◆ **Exercise prompt**:
Convert the lines from the one containing "mark the horizontal" up to and including the last line of the items into a Markdown table with the columns Row and Line, numbering each row and leaving out blank lines.

==== Available data

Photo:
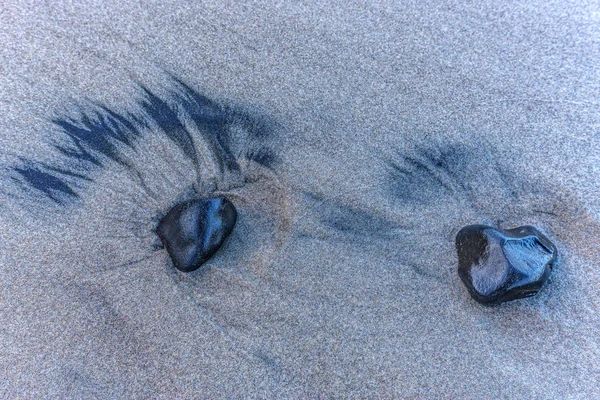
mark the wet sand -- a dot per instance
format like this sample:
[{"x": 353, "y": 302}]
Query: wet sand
[{"x": 387, "y": 127}]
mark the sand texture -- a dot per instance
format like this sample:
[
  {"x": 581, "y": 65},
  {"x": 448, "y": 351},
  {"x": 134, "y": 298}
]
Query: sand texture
[{"x": 355, "y": 140}]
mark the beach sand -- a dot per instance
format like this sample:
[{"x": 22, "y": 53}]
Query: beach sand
[{"x": 389, "y": 128}]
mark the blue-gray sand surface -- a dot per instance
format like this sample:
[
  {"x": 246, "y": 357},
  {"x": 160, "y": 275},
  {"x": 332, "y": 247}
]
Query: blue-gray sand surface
[{"x": 355, "y": 139}]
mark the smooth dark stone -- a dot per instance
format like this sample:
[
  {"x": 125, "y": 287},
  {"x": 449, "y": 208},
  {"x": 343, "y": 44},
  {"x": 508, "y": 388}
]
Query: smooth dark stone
[
  {"x": 195, "y": 230},
  {"x": 501, "y": 265}
]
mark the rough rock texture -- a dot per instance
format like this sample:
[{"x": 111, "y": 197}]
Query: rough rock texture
[
  {"x": 195, "y": 230},
  {"x": 501, "y": 265}
]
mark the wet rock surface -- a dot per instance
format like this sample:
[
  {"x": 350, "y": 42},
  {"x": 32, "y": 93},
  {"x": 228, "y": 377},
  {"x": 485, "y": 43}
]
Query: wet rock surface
[
  {"x": 501, "y": 265},
  {"x": 193, "y": 231}
]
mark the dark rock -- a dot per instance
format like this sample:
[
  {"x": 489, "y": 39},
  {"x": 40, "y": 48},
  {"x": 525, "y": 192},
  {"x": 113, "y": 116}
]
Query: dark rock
[
  {"x": 195, "y": 230},
  {"x": 501, "y": 265}
]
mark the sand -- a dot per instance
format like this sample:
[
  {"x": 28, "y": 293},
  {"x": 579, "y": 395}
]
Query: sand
[{"x": 390, "y": 127}]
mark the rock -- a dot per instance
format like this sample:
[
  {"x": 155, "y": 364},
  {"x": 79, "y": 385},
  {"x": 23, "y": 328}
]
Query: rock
[
  {"x": 501, "y": 265},
  {"x": 195, "y": 230}
]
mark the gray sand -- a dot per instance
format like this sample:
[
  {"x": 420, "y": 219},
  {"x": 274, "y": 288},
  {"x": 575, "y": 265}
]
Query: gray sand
[{"x": 339, "y": 280}]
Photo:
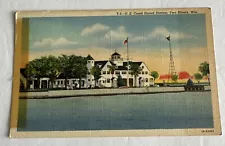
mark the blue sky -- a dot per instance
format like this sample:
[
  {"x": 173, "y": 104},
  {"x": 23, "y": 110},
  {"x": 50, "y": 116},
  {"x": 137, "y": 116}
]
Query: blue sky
[{"x": 187, "y": 31}]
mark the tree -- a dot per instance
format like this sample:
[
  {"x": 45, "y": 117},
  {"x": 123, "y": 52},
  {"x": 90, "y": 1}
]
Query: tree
[
  {"x": 204, "y": 69},
  {"x": 66, "y": 65},
  {"x": 52, "y": 68},
  {"x": 155, "y": 75},
  {"x": 175, "y": 77},
  {"x": 120, "y": 81},
  {"x": 135, "y": 70},
  {"x": 80, "y": 68},
  {"x": 198, "y": 77},
  {"x": 112, "y": 69},
  {"x": 96, "y": 72},
  {"x": 36, "y": 69}
]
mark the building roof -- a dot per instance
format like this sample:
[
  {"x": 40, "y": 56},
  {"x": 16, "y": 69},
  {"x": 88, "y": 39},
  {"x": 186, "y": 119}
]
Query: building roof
[
  {"x": 136, "y": 63},
  {"x": 124, "y": 67},
  {"x": 102, "y": 63},
  {"x": 89, "y": 57}
]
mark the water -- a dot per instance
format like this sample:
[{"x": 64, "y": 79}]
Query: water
[{"x": 149, "y": 111}]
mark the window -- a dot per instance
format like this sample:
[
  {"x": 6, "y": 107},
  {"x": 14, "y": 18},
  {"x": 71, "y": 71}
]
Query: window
[{"x": 108, "y": 80}]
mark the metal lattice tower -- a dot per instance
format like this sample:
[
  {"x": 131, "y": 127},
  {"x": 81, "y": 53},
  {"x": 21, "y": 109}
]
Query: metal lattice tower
[{"x": 172, "y": 70}]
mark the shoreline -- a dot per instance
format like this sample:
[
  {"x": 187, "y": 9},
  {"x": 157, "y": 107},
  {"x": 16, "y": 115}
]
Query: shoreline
[{"x": 99, "y": 92}]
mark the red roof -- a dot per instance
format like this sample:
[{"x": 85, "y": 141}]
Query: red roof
[{"x": 181, "y": 75}]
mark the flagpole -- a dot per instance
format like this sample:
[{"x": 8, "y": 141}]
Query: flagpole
[{"x": 127, "y": 64}]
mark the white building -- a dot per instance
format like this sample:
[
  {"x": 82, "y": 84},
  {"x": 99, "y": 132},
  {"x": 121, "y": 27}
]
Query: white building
[
  {"x": 110, "y": 80},
  {"x": 107, "y": 78}
]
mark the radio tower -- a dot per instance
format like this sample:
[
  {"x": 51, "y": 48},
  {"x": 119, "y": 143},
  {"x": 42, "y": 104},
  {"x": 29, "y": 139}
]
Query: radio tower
[{"x": 171, "y": 62}]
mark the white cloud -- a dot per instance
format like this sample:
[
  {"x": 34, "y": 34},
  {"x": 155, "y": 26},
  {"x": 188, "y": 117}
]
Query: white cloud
[
  {"x": 163, "y": 32},
  {"x": 94, "y": 28},
  {"x": 49, "y": 42}
]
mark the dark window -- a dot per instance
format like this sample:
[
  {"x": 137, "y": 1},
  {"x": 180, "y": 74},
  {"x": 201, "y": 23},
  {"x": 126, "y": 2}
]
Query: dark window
[{"x": 108, "y": 80}]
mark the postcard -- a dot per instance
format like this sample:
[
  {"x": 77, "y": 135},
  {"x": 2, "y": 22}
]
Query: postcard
[{"x": 121, "y": 72}]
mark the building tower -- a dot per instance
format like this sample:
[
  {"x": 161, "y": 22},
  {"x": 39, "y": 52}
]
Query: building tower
[
  {"x": 171, "y": 61},
  {"x": 90, "y": 64}
]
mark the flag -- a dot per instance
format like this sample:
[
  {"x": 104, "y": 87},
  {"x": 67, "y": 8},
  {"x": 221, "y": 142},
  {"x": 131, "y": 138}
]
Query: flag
[
  {"x": 126, "y": 41},
  {"x": 168, "y": 38}
]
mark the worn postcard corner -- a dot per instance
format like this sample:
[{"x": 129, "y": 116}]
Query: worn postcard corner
[{"x": 125, "y": 72}]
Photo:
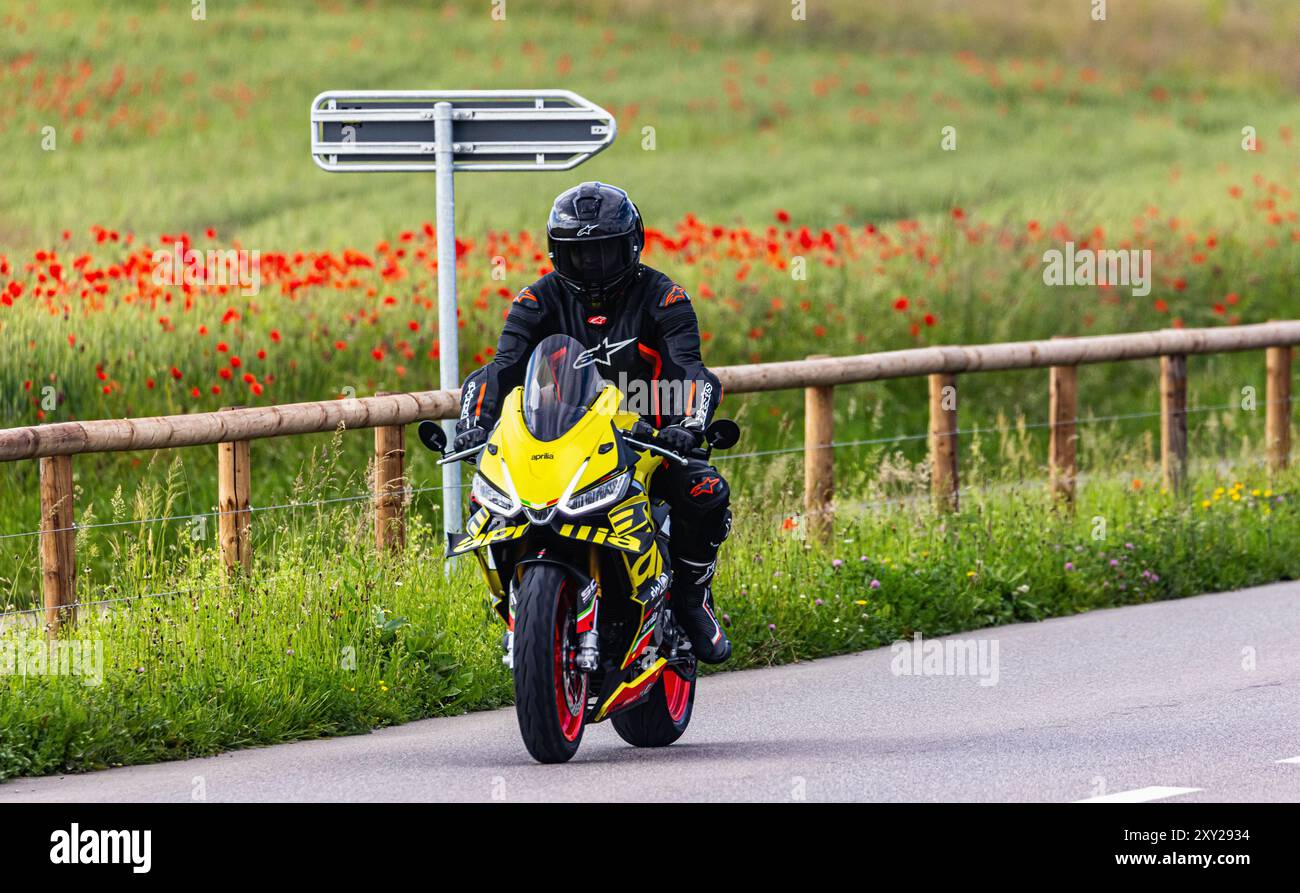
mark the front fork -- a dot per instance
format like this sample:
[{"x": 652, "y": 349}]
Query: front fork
[
  {"x": 588, "y": 657},
  {"x": 589, "y": 641}
]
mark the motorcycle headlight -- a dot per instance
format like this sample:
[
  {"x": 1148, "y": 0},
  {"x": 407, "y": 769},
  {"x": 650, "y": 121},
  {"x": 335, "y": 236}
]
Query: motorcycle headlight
[
  {"x": 596, "y": 495},
  {"x": 506, "y": 504}
]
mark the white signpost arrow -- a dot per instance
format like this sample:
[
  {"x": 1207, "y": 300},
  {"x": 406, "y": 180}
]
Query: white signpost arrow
[{"x": 445, "y": 131}]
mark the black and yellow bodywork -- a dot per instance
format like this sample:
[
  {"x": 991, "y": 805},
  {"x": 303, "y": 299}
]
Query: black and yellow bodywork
[{"x": 619, "y": 547}]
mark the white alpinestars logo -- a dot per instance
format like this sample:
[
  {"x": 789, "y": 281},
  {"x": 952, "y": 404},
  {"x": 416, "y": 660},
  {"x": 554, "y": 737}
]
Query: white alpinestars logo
[{"x": 601, "y": 352}]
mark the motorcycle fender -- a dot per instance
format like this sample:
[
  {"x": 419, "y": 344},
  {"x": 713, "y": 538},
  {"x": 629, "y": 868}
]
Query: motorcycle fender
[
  {"x": 538, "y": 556},
  {"x": 460, "y": 543}
]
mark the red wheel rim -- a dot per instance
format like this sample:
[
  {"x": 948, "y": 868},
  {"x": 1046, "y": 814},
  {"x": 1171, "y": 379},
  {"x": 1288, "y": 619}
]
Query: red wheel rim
[
  {"x": 676, "y": 692},
  {"x": 570, "y": 683}
]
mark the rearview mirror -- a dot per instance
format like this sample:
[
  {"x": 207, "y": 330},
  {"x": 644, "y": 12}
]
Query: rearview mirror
[{"x": 432, "y": 436}]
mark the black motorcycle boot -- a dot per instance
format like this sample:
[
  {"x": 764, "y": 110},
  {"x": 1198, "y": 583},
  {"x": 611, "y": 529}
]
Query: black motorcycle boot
[{"x": 693, "y": 606}]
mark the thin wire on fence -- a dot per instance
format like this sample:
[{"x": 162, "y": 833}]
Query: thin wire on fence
[
  {"x": 362, "y": 497},
  {"x": 729, "y": 456}
]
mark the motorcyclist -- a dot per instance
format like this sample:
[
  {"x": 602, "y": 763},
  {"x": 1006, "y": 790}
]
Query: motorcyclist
[{"x": 636, "y": 321}]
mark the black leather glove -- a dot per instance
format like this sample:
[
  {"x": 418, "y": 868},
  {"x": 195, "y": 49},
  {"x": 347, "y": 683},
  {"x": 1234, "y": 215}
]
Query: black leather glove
[
  {"x": 469, "y": 438},
  {"x": 679, "y": 440}
]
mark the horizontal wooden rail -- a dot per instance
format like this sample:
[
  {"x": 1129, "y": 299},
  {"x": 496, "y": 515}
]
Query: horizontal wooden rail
[
  {"x": 237, "y": 425},
  {"x": 388, "y": 414}
]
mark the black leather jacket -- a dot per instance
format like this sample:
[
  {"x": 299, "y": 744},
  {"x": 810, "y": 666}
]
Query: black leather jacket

========

◆ **Correct answer**:
| Row | Line |
|---|---|
| 1 | mark the horizontal wooden rail -- a dot per instance |
| 2 | format like this sample: |
| 3 | [ |
| 4 |   {"x": 1129, "y": 299}, |
| 5 |   {"x": 496, "y": 515} |
| 6 | ] |
| 7 | Query: horizontal wooden rail |
| 8 | [ |
| 9 |   {"x": 237, "y": 425}, |
| 10 |   {"x": 388, "y": 414} |
| 11 | ] |
| 12 | mark the black leather jacket -- a dot per instance |
| 13 | format like this sample: |
| 14 | [ |
| 15 |   {"x": 299, "y": 744}, |
| 16 |   {"x": 810, "y": 666} |
| 17 | ] |
| 18 | Query: black leather jacket |